------ Document section ------

# Data Mining - (Decision) Rule

Some forms of predictive data mining generate rules that are conditions that imply a given outcome.

Rules are if-then-else expressions; they explain the decisions that lead to the prediction.

They are produced from a decision tree or association (such as association rule)

For example, a rule might specify that a person:

• who has a bachelor's degree (an attribute)
• and lives in a certain neighbourhood (an other attribute)

is likely to have an income greater than the regional average.

ODM Basket Analysis rules where antecedent and consequent contain the product ID.

## 3 - Type

### 3.1 - Classification

A classification rule predicts value of a given attribute:

If outlook = sunny and humidity = high then play = no

### 3.2 - Association

A Association rule predicts value of arbitrary attribute (or combination)

If temperature = cool                  then humidity = normal
If humidity = normal and windy = false then play = yes
If outlook = sunny and play = no       then humidity = high
If windy = false and play = no         then outlook = sunny and humidity = high

## 4 - Set of Rules

rule is easy to interpret, but a complex set of rules probably isn’t.

------ Information given ------

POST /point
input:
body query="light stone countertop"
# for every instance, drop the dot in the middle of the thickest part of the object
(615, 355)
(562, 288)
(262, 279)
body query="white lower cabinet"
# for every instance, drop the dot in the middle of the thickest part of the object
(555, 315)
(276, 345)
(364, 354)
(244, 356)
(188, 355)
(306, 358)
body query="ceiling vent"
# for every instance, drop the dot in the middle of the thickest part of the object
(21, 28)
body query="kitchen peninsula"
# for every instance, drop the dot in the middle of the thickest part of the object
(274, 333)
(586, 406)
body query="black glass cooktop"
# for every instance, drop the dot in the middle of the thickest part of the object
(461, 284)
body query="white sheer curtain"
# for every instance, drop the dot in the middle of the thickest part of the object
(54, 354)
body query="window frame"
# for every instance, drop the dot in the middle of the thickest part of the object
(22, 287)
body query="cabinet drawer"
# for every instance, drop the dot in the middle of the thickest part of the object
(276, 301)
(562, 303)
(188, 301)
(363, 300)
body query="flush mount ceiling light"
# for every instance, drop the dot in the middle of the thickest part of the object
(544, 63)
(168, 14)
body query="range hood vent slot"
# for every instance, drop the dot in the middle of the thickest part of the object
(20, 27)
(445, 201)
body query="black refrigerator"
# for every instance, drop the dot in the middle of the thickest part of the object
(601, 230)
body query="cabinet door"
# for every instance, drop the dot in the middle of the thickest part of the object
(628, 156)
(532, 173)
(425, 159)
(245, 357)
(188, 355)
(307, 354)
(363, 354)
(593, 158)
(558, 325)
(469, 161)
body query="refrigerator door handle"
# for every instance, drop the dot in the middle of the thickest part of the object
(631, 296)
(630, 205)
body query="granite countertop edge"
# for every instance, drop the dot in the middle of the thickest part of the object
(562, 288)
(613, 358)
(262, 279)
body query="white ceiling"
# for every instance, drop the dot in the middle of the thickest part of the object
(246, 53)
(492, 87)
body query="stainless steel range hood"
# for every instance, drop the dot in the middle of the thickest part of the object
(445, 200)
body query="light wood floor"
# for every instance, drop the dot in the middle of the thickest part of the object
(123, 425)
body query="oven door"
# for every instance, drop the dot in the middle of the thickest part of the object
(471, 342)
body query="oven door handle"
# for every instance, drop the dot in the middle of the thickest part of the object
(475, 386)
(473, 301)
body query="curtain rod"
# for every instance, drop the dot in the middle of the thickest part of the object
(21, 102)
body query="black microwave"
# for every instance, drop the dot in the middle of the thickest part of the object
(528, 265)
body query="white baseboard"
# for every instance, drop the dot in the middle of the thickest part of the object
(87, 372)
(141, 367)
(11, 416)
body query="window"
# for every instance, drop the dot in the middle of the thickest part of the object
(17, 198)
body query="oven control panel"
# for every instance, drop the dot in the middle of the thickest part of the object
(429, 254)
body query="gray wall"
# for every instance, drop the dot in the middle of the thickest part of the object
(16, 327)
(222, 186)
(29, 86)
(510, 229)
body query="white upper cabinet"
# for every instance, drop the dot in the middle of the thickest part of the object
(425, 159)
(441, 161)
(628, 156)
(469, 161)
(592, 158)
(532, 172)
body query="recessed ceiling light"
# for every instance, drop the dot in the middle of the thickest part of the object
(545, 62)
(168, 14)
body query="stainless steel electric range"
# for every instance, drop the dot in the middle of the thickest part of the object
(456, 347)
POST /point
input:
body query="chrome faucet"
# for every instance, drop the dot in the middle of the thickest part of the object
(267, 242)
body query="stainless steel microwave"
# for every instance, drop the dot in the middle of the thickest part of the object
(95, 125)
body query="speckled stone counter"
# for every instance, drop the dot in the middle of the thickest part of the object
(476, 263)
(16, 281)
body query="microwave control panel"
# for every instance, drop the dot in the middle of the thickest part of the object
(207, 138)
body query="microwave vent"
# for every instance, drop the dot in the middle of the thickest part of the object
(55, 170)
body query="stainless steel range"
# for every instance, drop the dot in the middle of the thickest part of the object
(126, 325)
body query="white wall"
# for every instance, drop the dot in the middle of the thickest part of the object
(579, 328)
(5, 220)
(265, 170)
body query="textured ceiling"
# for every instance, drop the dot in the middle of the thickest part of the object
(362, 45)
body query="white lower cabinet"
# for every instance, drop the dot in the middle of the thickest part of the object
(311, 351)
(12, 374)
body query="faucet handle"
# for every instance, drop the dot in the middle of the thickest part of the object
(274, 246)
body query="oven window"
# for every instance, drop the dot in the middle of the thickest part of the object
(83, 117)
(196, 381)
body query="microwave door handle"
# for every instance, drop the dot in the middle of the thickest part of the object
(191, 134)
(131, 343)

------

- _Stated problem_
Carry on the page about decision rules in data mining from the point where it stops.

- _Written answer_
A sequential cover algorithm for sets of rules with complex conditions. Sets of rules are hard to interpret.

## 5 - Algorithm

Strategies for Learning Each Rule:

• General-to-Specific:
• Add constraints to eliminate negative examples
• Stop when only positives are covered
• Specific-to-General
• Remove constraints in order to cover more positives
• Stop when further generalization results in covering negatives

If more than one rule is triggered (Conflicts),

• choose the “most specific” rule
• Use domain knowledge to order rules by priority

### 5.1 - General-to-Specific

Initialize the ruleset R to the empty set

for each class C {

while D is nonempty {

Construct one rule r that correctly classifies
some instances in D that belong to class C
and does not incorrectly classify any non-C instances
# See below "Finding next rule for class C"

Add rule r to ruleset R

Remove from D all instances correctly classified by r

}
}
return the ruleset R

Sequential Covering: Finding next rule for class C

Initialize A as the set of all attributes over D

while r incorrectly classifies some non-C instances of D
{

write r as antecedent(r) => C

for each attribute-value pair (a=v),
where a belongs to A and v is a value of a,
compute the accuracy of the rule

antecedent(r) and (a=v) => C

let (a*=v*) be the attribute-value pair of
maximum accuracy over D; in case of a tie,
choose the pair that covers the greatest
number of instances of D

update r by adding (a*=v*) to its antecedent:
r = ( antecedent(r) and (a*=v*) ) => C
remove the attribute a* from the set A:
A = A - {a*}
}

## 6 - Properties

### 6.1 - Support

Rules have an associated support (What percentage of the population satisfies the rule?).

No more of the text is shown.